━━━━━ Entries

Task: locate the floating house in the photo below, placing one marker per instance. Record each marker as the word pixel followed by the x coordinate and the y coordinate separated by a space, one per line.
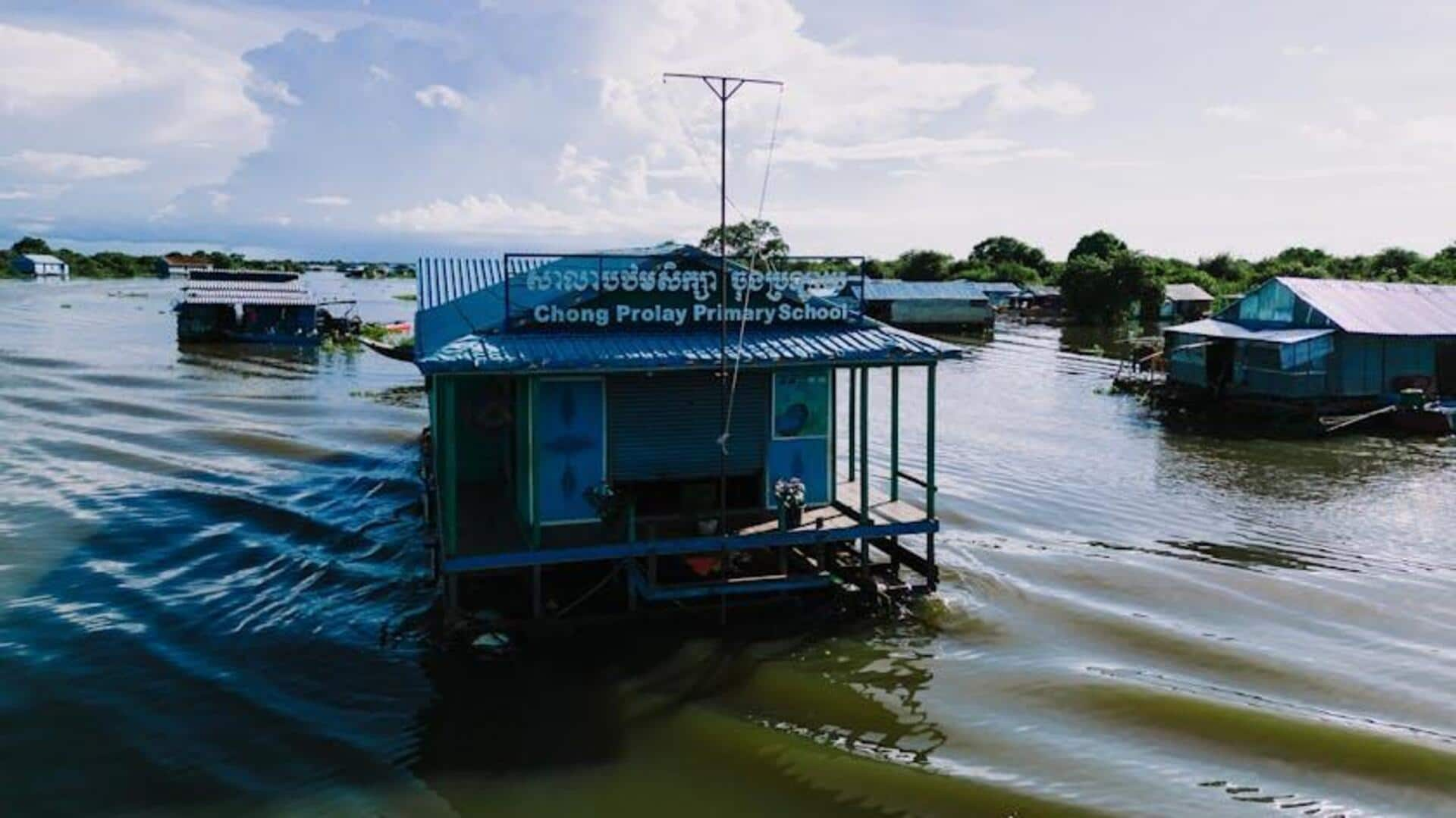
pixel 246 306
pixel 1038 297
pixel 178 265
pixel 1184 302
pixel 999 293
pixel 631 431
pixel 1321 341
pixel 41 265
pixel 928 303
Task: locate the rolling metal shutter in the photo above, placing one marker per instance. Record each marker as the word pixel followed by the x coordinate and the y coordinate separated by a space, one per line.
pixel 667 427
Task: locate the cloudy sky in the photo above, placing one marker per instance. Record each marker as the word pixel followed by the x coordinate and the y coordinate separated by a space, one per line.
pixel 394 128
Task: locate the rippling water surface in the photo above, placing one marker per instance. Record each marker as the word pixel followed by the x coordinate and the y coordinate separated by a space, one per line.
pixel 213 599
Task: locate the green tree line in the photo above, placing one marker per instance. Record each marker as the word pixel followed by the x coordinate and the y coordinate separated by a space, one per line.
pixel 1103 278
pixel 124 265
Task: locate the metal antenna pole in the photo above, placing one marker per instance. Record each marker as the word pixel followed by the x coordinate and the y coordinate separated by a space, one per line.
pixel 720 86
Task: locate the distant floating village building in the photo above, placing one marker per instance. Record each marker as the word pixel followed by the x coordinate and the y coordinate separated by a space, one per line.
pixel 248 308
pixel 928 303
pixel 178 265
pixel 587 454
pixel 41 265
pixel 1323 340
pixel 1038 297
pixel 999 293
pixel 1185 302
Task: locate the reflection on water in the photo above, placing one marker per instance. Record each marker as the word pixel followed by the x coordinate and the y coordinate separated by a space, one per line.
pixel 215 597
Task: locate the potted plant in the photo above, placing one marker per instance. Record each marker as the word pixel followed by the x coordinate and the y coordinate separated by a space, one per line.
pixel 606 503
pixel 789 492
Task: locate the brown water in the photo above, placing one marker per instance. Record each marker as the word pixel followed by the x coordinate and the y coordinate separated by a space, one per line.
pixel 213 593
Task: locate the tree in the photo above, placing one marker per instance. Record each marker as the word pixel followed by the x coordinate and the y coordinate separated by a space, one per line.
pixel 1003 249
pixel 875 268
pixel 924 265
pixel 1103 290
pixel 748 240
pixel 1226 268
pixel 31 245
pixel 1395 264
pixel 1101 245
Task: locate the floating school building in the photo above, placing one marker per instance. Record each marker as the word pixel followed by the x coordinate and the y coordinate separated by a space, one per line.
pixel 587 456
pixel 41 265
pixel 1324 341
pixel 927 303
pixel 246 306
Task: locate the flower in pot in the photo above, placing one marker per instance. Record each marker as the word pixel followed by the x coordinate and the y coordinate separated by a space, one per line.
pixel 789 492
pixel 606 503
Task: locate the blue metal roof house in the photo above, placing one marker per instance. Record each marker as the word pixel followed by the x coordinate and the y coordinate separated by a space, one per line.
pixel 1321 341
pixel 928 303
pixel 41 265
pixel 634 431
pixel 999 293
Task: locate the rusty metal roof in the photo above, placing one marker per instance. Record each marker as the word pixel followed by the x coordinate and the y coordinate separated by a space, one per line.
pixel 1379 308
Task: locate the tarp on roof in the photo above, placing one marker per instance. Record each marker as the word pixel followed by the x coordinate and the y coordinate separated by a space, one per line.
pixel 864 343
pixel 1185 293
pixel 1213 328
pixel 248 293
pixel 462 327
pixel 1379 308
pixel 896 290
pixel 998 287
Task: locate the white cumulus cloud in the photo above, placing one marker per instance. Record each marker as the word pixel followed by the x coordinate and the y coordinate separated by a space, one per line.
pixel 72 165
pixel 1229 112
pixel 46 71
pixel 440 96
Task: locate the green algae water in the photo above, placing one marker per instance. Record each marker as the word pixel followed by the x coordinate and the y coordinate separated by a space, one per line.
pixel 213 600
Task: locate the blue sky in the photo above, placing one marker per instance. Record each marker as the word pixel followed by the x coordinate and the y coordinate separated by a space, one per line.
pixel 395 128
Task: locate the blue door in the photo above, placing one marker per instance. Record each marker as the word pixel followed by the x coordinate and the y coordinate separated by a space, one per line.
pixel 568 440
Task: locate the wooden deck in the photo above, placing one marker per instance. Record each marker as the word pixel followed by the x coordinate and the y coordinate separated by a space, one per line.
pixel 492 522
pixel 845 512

━━━━━━━━━━

Stated goal:
Render every line of the items above as a Markdown table with the columns Row and Line, numbering the rows in order and omitting blank lines. Leave the pictures out of the table.

Full answer:
| Row | Line |
|---|---|
| 1 | Task: locate the floating house in the photo below, placing one marker per instance. Record each marker as the word pixel followed by the x coordinate and the y coordinate separated by a space, one per line. |
| 2 | pixel 246 306 |
| 3 | pixel 1038 297 |
| 4 | pixel 178 265 |
| 5 | pixel 1184 302 |
| 6 | pixel 999 293 |
| 7 | pixel 631 431 |
| 8 | pixel 1321 341 |
| 9 | pixel 41 265 |
| 10 | pixel 928 303 |
| 11 | Task: locate the rolling metal shutter in the photo above, placing one marker per instance. Record each marker as the word pixel followed by the x coordinate and the y coordinate separated by a space, one per line. |
| 12 | pixel 667 427 |
| 13 | Task: locate the cloudy sky in the photo above, placing one marker per instance. Record each marker as the word pixel followed by the x coordinate and the y coordinate separated by a space, one per line. |
| 14 | pixel 394 128 |
| 15 | Task: locate the rippling water surface in the photo above, placing one marker per instance. Record each marker as the word pixel followed by the x coordinate and the y coordinate separated by a space, one per line. |
| 16 | pixel 213 599 |
| 17 | Task: locate the green tree line in the photo above, placing one marker per instance. Record each marker as the word pixel followed by the x coordinate and the y coordinate separated by a space, one per line. |
| 18 | pixel 1103 278 |
| 19 | pixel 124 265 |
| 20 | Task: locate the metal antenna pole in the photo above, placing one marker per instance. Record each marker as the word pixel followed by the x coordinate and the y coordinate separated by a space, one per line. |
| 21 | pixel 720 86 |
| 22 | Task: locate the distant floating village building in the photo above, placing one marker per instance. Record each marker as the word pixel followed by the x coordinate and the y coordinate separated by a space, one per line. |
| 23 | pixel 248 308 |
| 24 | pixel 928 303 |
| 25 | pixel 178 265 |
| 26 | pixel 587 454 |
| 27 | pixel 41 265 |
| 28 | pixel 1323 340 |
| 29 | pixel 1038 297 |
| 30 | pixel 999 293 |
| 31 | pixel 1185 302 |
| 32 | Task: locate the reflection on water in the photo above, placing one marker per instance. Record each marker as the word pixel followed by the x coordinate and the y coordinate separated by a space, one per line. |
| 33 | pixel 215 597 |
| 34 | Task: locate the potted plant in the photo above, placing one marker per instance. Record each marker as the word pixel followed by the x coordinate and the y coordinate separated by a space, one per line. |
| 35 | pixel 606 503 |
| 36 | pixel 789 492 |
| 37 | Task: locate the brown water in the photo above, placing one marker per instance. Record each marker as the word pixel followed by the x coordinate and the y coordinate separated by a space, one per line. |
| 38 | pixel 213 593 |
| 39 | Task: locate the tree in the photo above, placing one marker per instance. Record each marker as the word pixel followed by the x coordinate and the y coordinate separated by a space, one per line. |
| 40 | pixel 1003 249 |
| 41 | pixel 875 268 |
| 42 | pixel 924 265 |
| 43 | pixel 1103 290 |
| 44 | pixel 748 240 |
| 45 | pixel 1226 268 |
| 46 | pixel 31 245 |
| 47 | pixel 1395 264 |
| 48 | pixel 1101 245 |
| 49 | Task: locate the floating school building in the photo above, placing one marker per instance. Record each marker as the word pixel followed by the x coordinate and the y coordinate separated by a space, one per line. |
| 50 | pixel 587 456 |
| 51 | pixel 41 265 |
| 52 | pixel 1324 341 |
| 53 | pixel 927 303 |
| 54 | pixel 246 306 |
| 55 | Task: locate the flower in pot in the photo above, placing one marker per instance. Record each marker as the word pixel followed by the x coordinate and the y coordinate separated by a space, one per line. |
| 56 | pixel 789 492 |
| 57 | pixel 606 503 |
| 58 | Task: locate the blue metal roof house in the photo above, placing one marker per instance. Record each marker as the word pixel followed by the x coordinate and the y coordinate separated by a space, one per line. |
| 59 | pixel 1321 341 |
| 60 | pixel 928 303 |
| 61 | pixel 41 265 |
| 62 | pixel 634 431 |
| 63 | pixel 999 293 |
| 64 | Task: locate the rusty metal roof in the photo above, placing one marker per instance. Record each marker as the word pixel followed by the x coordinate and the y coordinate separated by a space, one per line. |
| 65 | pixel 1379 308 |
| 66 | Task: locate the tarp on roof in the photo above, placing one marker per instance. Record each marker as the word pixel followed by the x coordinate and the y coordinate separated by a space, one per line. |
| 67 | pixel 864 343 |
| 68 | pixel 1185 293 |
| 69 | pixel 1213 328 |
| 70 | pixel 248 293 |
| 71 | pixel 462 327 |
| 72 | pixel 1379 308 |
| 73 | pixel 896 290 |
| 74 | pixel 998 287 |
| 75 | Task: locate the white cumulus cloud in the photo above, placing one marker per instance. Record each marker as the word pixel followed by the x coordinate and the y coordinate separated by a space, one per line. |
| 76 | pixel 72 165 |
| 77 | pixel 1229 112 |
| 78 | pixel 46 71 |
| 79 | pixel 440 96 |
| 80 | Task: locate the green algae water in the photo above, placing one marker per instance. Record each marker as the word pixel followed by the x coordinate and the y coordinate separated by a space, one per line. |
| 81 | pixel 213 600 |
| 82 | Task: locate the blue sky in the photo above, placing one marker per instance. Record each marker as the word pixel followed by the x coordinate and the y coordinate separated by a space, one per line. |
| 83 | pixel 395 128 |
| 84 | Task: locate the blue door in the photo above, placing one marker per instance. Record each marker as the word pixel followed by the x coordinate and the y coordinate separated by a space, one per line. |
| 85 | pixel 568 440 |
| 86 | Task: locate the wooden deck in the photo above, placing one marker per instance. Record each marker as the word pixel followed by the x coordinate and the y coordinate separated by a space, one per line. |
| 87 | pixel 492 522 |
| 88 | pixel 845 512 |